_Record set:_
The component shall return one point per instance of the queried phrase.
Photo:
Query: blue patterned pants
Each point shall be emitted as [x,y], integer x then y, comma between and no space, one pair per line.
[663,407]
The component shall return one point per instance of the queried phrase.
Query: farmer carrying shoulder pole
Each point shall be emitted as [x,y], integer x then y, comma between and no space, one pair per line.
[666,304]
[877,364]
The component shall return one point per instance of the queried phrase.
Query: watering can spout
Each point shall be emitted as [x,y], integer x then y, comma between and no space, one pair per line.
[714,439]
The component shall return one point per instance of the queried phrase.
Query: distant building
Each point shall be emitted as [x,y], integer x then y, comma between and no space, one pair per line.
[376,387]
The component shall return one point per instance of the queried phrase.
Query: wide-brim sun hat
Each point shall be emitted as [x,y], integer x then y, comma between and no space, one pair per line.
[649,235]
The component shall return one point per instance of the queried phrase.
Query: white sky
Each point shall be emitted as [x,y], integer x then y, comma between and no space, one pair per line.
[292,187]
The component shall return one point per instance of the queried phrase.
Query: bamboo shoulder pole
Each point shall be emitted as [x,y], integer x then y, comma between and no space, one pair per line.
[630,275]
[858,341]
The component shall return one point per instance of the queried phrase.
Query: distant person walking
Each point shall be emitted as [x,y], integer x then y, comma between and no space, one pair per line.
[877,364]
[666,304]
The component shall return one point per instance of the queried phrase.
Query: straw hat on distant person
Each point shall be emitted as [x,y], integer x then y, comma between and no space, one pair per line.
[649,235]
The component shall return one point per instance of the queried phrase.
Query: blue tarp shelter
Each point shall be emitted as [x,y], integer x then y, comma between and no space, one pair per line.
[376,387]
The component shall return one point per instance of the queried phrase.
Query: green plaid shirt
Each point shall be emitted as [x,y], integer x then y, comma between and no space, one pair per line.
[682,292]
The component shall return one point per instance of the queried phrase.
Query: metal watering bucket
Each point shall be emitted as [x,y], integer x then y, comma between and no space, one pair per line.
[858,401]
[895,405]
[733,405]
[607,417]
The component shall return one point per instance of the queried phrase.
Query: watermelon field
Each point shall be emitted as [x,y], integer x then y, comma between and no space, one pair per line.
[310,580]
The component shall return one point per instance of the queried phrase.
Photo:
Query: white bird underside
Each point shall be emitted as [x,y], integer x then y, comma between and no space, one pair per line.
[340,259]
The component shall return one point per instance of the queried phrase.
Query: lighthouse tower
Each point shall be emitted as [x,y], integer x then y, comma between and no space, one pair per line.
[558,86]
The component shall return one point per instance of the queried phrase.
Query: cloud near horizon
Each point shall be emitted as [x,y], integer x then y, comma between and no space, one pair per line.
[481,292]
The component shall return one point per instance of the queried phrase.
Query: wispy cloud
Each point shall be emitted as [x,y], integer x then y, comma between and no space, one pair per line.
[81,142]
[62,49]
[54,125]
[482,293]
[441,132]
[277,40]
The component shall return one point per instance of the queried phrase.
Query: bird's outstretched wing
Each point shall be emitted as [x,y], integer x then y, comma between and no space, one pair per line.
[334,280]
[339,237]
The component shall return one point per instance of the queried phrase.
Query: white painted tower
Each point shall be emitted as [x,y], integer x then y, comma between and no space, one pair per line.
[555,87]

_What this task involves:_
Search the listing above for "blue" and copy every line that holds it.

_Task output:_
Query: blue patterned pants
Query: blue tarp shelter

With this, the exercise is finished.